• Task instructions: Copy out the listing below, switching every "bounding box" to "rectangle" and changing nothing else.

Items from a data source
[BEGIN]

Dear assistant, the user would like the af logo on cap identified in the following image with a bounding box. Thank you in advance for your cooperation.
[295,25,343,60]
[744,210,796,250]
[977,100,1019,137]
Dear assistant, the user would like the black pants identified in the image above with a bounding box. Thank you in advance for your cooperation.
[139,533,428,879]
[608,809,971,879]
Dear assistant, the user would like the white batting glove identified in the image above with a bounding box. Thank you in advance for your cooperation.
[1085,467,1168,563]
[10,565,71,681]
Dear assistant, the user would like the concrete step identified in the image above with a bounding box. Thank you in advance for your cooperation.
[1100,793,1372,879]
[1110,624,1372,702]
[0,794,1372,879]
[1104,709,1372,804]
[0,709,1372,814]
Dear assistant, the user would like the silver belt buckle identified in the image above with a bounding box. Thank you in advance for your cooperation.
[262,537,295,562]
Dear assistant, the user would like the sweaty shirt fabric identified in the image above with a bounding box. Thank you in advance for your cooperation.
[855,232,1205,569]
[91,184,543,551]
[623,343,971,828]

[END]

• In response:
Dear assistant, the user would like the af logo on cap identified in the following image with a rectangle. Thank you in advance for your cooperation.
[295,25,343,60]
[744,210,796,250]
[977,100,1019,137]
Dear assistant, the user would like the black pants identified in the image above with a rectangle. Thank you in advance for your cooperation.
[139,533,428,879]
[608,809,971,879]
Dear assistant, the user would like the white batting glove identified in the image above with a rectangle. Thank you in advance for your cooperation.
[1085,467,1168,563]
[10,565,71,681]
Dear assistant, the user would like the concrete step identified in the image above with a rectangle. Thank you in advance for your cooperation.
[1100,793,1372,879]
[1110,624,1372,702]
[0,794,1372,879]
[1104,709,1372,804]
[0,709,1372,814]
Dear assistant, the user would like the silver belt buckle identified in the image above with a rectangle. Thank you in advance for your cooperation.
[262,537,295,562]
Dear assistant, the user would like the sweaty shirt fabric identified in the image above with a rectangle. Thank you in advance for your cooperation.
[855,232,1205,569]
[91,184,543,551]
[623,343,971,828]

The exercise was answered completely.